──────── Supplied material
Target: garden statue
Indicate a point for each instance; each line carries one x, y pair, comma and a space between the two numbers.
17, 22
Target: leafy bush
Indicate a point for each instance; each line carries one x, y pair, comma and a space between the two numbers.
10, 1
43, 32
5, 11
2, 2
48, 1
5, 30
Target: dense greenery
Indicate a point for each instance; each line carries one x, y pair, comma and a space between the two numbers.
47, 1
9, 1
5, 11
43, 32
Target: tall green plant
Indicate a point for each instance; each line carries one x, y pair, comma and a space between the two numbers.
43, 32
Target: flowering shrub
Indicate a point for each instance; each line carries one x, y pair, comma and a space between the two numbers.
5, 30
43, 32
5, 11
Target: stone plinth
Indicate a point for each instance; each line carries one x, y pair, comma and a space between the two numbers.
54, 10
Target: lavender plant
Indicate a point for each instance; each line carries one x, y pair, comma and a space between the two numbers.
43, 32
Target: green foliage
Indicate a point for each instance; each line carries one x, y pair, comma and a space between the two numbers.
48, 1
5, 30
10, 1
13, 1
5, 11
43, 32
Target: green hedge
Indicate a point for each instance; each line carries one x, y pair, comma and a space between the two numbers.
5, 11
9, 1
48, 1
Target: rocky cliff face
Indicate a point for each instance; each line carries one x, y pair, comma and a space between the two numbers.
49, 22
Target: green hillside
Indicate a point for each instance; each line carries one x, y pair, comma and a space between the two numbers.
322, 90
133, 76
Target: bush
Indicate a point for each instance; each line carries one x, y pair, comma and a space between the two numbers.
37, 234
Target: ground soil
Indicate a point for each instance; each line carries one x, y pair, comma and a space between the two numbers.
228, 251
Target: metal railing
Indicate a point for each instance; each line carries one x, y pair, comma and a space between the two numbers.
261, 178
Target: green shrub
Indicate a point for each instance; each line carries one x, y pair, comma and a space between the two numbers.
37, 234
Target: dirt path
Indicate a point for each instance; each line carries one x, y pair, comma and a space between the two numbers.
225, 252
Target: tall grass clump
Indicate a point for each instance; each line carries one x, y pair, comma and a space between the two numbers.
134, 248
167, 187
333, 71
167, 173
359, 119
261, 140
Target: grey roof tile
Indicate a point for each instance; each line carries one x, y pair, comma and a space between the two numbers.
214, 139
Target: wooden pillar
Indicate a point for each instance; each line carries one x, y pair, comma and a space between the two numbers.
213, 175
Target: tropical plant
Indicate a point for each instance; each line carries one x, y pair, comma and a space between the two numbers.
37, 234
────────────────
#### Given problem:
Quote only the lines from the line containing "Target: green hedge" through the end of the entries, keeping the first and the last.

#### Solution for this problem:
Target: green hedge
Indicate a point for each instance; each line carries one x, y pair, comma and a space between the two numbers.
5, 11
9, 1
48, 1
Target: rocky cliff face
Indicate a point for each instance; each line carries one x, y pair, comma and a space between the two numbers.
49, 22
Target: green hillside
Indicate a point for each instance; each line carries one x, y pair, comma and a space between the two numbers.
322, 90
133, 76
Target: bush
Indicate a point for each instance; each line carries one x, y pair, comma and a space between the two numbers.
37, 234
Target: ground soil
Indicate a point for each instance; each line carries one x, y pair, comma and a space between the two numbers.
228, 251
Target: metal railing
Indicate a point for each instance; each line carries one x, y pair, comma and a space between the two numbers.
261, 178
Target: green shrub
Indicate a point for each instance; each line carries one x, y pair, comma and a space between the two numbers.
37, 234
Target: dirt path
Indicate a point for each instance; each line carries one x, y pair, comma and a space between the two numbers.
225, 252
Target: tall grass clump
Indicate a point for each instance; each line carries one x, y pair, comma and a space between the two numbers.
134, 248
167, 187
333, 71
167, 173
359, 119
261, 140
Target: grey roof tile
Indicate a point for each instance; each line carries one x, y pair, comma and a space between the two numbers.
214, 139
Target: wooden pillar
Indicate a point for each instance; each line carries one x, y pair, comma and a space between the two numbers.
213, 175
Target: tropical plant
Indicate a point for each instance; each line carries one x, y pair, comma and a space between the two numbers.
37, 234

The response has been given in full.